▶ _Excerpt_:
++++
Running out of water and food, we have not choice but to do some shopping in the desert: we arrive in a little “town” or rather a group of mudbrick houses and gers with a few decrepit concrete buildings left from the soviet era. The air is filled with the smell of burnt plastic – the only way trash is being “recycled”. We buy what we can: water, dry bread, expired jam and instant noodles. Otherwise, the shelves are just covered in Russian cookies and German candy.
We drive further to the Ongi Monastery. On the way, we encounter plenty of dead animals in every stage of decomposition – from entire camels with just a few pieces of meat missing below their thick fur to shiny white bones. The monastery can be described as some scattered piles of dusty bricks… All the temples were “destroyed in 1930 by the communists”, and just one has been rebuilt recently. Full of hope, we draw some “holy” water from the local well, but the lucky draw of the day includes a dead frog which apparently didn’t profit much from the water’s holiness…
Another bad surprise: our guide doesn’t know the location of the ger where we are supposed to sleep tonight. We drive further north but it is only desert 360 degrees around us as far as the eye can see. We eventually pass next to two isolated gers. It looks a bit like Luke Skywalker’s home in the middle of the desert. Ironman decides to stop, gets off and enters one of the gers as if it was his home. 20 min later he comes back saying that we are invited to stay with the nomadic family residing here. Two women welcome us in and offer us some tea that strongly tastes like sheep and feels rather greasy. The floor is covered in thick carpets and the furniture is limited to two beds, a shelf, a chest with an altar on top and a big wood oven in the middle. A while later, a Chinese motorbike stops in front of the ger and the husband makes his way in, lurching slightly right and left with the gait of someone who’s had a few glasses too much. He stares at us with curiosity with shiny amber eyes before triumphantly drawing a bottle of pineapple-fanta from his deel (traditional Mongolian dress worn by men and women alike) and offers it to his wife like we would give a bouquet of roses. He then sits down on the carpet without removing his boots covered in dung, and pulls out a big plastic bottle of beer. He fills one glass and offers it to each one of us, waiting patiently that we drink it before refilling it for the next person.
The evening goes by, the wife cooks some noodles soup with sheep meat, and we try to interact with the family with the help of Tom. When the beer is finished, the husband draws a glass bottle filled of what turns out to be distilled mare’s (female horse) milk. It tastes exactly like you imagine it would… We try to refuse it as much as possible, and according to Mongolian rules you can just dip your lips and pass the glass to the next person, but the husband won’t accept it, especially for Quentin. A few cups later, we are saved by the wife who shouts at him something that probably means “don’t you see you’ll make him sick?”. Disappointed but proud of himself, the husband takes off his boots and lays on the bed to sleep. We spend the night in the second ger that it actually very different: the younger generation occupies it, and it has a double-bed, some colorful furniture, a TV powered by a 12 volts solar battery, and even a washing machine!
++++
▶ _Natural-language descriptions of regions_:
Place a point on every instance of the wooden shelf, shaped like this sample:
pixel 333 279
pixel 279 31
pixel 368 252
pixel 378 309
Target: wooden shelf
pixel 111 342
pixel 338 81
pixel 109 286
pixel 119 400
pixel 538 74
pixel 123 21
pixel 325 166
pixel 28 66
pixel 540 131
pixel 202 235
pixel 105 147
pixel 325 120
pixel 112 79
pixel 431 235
++++
▶ _Work task 1_: In the desert travel excerpt, what does the husband pull from his deel and present to his wife?
▶ _Work task 2_: Condense the paragraph of the desert travel excerpt that begins "We drive further to the Ongi Monastery" into a short bulleted list that keeps its main facts.

▶ _Expected output 1_: A bottle of pineapple Fanta.

▶ _Expected output 2_:
- On the drive to the Ongi Monastery, there are many dead animals in all stages of decomposition, from nearly whole camels to bare white bones.
- The monastery is little more than scattered piles of dusty bricks.
- All its temples were destroyed in 1930 by the communists, and only one has recently been rebuilt.
- Water drawn from the local "holy" well brings up a dead frog.